> EXTRACTED RECORDS:
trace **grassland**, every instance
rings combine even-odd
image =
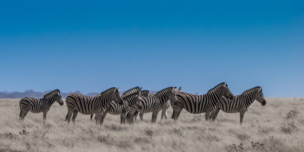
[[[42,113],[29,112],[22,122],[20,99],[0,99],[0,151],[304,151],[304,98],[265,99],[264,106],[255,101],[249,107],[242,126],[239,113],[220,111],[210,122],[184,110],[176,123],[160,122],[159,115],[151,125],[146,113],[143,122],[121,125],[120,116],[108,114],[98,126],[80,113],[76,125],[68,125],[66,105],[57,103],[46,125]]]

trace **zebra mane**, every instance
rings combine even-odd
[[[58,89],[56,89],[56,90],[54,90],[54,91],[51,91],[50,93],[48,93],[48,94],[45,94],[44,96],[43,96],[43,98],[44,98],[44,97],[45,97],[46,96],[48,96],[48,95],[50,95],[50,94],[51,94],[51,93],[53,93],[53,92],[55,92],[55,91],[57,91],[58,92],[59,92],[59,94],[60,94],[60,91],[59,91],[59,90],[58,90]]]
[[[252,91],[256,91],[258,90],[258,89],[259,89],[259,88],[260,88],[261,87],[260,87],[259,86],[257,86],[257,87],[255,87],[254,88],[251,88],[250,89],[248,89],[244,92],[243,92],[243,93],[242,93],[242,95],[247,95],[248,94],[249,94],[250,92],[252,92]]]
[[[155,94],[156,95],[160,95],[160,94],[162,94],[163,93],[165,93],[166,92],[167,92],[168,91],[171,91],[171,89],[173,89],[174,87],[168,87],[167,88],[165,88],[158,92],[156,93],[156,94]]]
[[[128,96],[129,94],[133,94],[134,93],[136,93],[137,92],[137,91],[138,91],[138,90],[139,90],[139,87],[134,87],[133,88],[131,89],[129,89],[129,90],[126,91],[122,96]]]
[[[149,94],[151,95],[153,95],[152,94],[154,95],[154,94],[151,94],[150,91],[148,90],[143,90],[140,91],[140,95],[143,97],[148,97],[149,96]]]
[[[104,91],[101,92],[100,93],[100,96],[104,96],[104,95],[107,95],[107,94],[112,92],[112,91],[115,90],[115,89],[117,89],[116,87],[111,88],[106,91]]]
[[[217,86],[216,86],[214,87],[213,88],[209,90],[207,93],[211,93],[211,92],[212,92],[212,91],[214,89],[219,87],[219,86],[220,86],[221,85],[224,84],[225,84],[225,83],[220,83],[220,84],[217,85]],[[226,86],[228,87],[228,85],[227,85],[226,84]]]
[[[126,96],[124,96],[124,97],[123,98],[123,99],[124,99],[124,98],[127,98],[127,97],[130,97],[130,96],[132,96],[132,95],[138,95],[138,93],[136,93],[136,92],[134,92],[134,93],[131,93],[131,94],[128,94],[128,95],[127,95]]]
--
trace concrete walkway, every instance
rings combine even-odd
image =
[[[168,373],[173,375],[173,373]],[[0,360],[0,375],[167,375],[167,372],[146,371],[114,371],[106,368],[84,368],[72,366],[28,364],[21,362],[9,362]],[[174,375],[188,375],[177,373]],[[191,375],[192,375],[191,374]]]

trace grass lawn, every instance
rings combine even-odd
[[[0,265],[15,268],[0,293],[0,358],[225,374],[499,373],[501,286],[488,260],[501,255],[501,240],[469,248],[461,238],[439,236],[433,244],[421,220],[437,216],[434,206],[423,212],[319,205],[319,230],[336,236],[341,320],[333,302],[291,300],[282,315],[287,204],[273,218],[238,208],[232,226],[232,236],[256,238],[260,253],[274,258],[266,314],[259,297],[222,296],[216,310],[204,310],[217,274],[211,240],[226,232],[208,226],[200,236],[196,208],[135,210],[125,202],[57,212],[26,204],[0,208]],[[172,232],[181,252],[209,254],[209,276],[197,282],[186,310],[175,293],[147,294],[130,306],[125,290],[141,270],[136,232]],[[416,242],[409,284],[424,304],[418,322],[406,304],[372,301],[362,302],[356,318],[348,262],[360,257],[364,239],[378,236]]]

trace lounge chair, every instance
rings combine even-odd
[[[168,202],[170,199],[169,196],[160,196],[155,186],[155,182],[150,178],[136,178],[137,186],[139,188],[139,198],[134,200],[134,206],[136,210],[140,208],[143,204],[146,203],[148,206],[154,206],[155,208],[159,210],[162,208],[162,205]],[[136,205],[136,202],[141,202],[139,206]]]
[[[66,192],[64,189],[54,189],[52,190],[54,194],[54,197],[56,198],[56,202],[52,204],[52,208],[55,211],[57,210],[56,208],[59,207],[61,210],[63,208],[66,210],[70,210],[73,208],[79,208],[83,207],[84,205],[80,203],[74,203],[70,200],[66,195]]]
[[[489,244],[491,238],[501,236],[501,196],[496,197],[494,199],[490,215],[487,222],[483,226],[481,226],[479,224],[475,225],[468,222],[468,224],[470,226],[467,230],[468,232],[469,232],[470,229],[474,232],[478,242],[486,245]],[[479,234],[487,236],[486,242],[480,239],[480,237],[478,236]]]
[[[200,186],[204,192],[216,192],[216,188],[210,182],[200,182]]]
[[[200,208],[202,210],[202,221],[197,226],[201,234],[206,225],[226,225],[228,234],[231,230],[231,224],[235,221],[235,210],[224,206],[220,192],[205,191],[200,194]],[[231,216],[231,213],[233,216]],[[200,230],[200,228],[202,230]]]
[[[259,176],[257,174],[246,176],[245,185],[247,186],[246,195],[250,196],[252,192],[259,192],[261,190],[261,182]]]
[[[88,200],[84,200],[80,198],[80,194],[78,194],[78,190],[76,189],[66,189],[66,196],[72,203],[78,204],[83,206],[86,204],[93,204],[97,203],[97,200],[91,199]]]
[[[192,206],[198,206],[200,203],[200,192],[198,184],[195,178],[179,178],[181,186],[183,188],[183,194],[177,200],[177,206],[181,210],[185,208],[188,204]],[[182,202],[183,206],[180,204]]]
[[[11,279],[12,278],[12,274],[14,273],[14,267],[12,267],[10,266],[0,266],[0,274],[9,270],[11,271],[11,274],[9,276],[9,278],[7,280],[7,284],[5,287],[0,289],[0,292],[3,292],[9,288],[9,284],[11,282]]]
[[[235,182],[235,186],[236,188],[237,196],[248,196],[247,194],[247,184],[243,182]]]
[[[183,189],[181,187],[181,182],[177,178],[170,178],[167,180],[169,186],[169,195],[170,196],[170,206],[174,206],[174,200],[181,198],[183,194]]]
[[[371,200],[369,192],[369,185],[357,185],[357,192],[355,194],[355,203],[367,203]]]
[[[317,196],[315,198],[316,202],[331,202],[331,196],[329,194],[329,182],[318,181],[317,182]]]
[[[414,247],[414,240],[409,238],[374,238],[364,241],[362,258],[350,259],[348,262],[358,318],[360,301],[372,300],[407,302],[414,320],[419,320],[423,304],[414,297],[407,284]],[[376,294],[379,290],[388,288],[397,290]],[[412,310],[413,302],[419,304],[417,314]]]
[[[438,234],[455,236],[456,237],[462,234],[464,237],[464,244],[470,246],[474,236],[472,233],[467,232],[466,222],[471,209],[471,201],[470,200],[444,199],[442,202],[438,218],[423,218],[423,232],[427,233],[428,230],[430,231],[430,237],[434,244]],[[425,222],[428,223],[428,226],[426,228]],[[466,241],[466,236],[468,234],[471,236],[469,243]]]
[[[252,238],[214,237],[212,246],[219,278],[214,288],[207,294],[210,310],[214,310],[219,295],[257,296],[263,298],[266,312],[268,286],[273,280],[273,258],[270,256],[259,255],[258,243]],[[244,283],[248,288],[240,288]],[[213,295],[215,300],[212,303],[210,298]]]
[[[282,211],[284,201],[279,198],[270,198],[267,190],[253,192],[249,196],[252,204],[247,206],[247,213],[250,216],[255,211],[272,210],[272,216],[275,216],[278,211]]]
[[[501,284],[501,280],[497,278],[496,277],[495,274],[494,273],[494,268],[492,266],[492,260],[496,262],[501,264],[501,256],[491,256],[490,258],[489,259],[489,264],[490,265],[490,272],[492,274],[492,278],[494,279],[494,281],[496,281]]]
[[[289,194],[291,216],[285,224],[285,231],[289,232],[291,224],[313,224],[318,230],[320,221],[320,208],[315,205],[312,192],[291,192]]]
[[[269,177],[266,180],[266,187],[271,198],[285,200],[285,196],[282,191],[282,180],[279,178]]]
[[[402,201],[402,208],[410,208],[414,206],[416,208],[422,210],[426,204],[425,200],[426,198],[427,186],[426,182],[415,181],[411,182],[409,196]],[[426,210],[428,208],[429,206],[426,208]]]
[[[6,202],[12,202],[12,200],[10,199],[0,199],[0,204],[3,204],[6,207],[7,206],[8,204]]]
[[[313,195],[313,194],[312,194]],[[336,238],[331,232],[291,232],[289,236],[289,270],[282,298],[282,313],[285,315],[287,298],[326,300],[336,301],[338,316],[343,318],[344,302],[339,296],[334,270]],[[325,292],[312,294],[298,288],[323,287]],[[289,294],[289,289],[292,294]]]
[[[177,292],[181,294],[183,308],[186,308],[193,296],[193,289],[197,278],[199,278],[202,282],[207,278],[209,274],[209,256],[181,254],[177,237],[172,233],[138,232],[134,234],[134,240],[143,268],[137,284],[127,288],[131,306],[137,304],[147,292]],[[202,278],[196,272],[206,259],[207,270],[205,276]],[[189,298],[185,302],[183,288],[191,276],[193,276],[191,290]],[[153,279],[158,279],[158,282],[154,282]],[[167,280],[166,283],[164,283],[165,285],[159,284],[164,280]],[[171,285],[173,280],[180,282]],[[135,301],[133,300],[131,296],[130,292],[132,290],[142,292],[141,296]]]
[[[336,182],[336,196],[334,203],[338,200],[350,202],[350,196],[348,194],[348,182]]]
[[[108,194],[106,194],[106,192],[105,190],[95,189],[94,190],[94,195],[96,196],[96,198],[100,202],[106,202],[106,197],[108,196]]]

> GIVEN PROBLEM: List every row above that contains the word "trace" and reproduce each of those rows in full.

> RESPONSE TO THIS EXERCISE:
trace **grassland**, every instance
trace **zebra mane**, every instance
trace concrete walkway, every instance
trace grass lawn, every instance
trace lounge chair, every instance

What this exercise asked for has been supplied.